**GIVEN TEXT:**
•••••
SMT solvers are quite powerful tools for proving satisfiability of various computational problems. As you can imagine, they are expensive and not always useful in production, but they are great for verifying the validity of a given problem, like an optimizing transformation for a machine learning library like PyTorch.

As an easier exercise, we can try and write a transformation on the PyTorch graph. This is made possible by the torch.fx module and its symbolic tracer that does a symbolic execution of the code and produces a graph for us. We can then write transformations for this graph. It will take in a torch.nn.Module, acquire a Graph from it, do some modifications, and return a new torch.nn.Module. Much like the fuser, we can try to find patterns of certain ops in order within the module and then do the corresponding folding. It is important to note that optimizations involving certain layers like ReLU and BatchNorm only work for models in inference mode (i.e. mode.eval()). We will write a fusion transformation for the Linear - BatchNorm pattern. In this case, we want to fold the BatchNorm parameters into the weight and bias of the preceding Linear layer. To generate and verify the fusion, we will simply traverse the graph using torch.fx, encoding the input and output of each layer alongside the specified behaviors of the layers in Z3. We will also write the encoding for the fused linear-bn layer and compare the output during interpretation with the output of the stacked Linear and BatchNorm layers within the model. We will check for a counterexample that negates the equivalence of these two. If a counterexample is not found, that means our transformation is correct. Here, correct essentially means that a transformation is valid if the original and transformed functions return the same value for all valid inputs. We will be implementing something similar to the optimization seen in this file. We are going to start off by creating a model consisting of linear layers and batch norms. We can try and write some trickier patterns, including nested sequential models.
•••••
**DATASET:**
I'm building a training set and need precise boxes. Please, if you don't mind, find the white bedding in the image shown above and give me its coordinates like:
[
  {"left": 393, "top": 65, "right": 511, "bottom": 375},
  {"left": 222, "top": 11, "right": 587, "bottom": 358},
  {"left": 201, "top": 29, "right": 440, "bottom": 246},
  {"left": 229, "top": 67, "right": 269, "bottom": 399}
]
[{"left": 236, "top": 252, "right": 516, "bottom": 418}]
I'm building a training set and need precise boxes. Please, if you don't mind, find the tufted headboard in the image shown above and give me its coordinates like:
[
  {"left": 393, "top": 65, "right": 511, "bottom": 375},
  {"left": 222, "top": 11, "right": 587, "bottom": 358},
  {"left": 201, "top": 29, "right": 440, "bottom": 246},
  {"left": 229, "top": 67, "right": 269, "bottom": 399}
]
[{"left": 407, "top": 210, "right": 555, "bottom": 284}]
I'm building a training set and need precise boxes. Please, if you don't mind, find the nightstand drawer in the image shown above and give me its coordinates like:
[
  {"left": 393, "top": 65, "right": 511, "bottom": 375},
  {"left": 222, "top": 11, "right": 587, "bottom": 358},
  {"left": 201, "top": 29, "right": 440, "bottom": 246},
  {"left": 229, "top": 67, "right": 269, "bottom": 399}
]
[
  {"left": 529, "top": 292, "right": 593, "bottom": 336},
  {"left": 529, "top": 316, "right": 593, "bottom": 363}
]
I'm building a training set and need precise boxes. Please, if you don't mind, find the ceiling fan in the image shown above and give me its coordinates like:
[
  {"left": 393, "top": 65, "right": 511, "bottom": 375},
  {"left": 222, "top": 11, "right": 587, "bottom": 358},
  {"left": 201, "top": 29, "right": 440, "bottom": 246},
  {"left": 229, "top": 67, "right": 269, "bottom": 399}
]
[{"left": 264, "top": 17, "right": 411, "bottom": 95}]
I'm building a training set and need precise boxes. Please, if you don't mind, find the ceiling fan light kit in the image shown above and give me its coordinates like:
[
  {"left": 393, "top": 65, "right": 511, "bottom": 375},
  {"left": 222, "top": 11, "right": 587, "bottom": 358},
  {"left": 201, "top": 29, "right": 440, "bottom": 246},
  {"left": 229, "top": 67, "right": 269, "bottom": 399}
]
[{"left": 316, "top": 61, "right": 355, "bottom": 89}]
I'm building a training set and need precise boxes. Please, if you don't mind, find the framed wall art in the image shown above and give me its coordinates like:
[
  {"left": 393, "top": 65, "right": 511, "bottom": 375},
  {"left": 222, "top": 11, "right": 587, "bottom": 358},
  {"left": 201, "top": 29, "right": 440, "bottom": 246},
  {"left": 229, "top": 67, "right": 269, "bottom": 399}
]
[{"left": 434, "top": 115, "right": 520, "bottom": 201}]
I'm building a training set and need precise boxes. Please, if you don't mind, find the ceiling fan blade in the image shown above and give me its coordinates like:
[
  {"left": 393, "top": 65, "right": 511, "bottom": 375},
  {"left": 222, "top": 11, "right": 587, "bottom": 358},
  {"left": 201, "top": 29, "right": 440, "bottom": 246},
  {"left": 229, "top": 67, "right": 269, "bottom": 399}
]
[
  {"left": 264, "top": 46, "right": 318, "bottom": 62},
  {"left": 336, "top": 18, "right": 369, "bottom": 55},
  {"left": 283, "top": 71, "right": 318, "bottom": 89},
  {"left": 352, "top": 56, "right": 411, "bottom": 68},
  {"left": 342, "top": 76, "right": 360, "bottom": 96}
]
•••••
**WHAT TO DO:**
1. Echo the passage from the PyTorch fusion text starting with "SMT solvers are" and going on through "library like PyTorch.".
2. In the PyTorch fusion text, what mode must a model be in for optimizations involving layers like ReLU and BatchNorm to work?

**RESPONSES TO THE TASKS:**
1.
SMT solvers are quite powerful tools for proving satisfiability of various computational problems. As you can imagine, they are expensive and not always useful in production, but they are great for verifying the validity of a given problem, like an optimizing transformation for a machine learning library like PyTorch.

2. Inference mode (i.e. mode.eval()).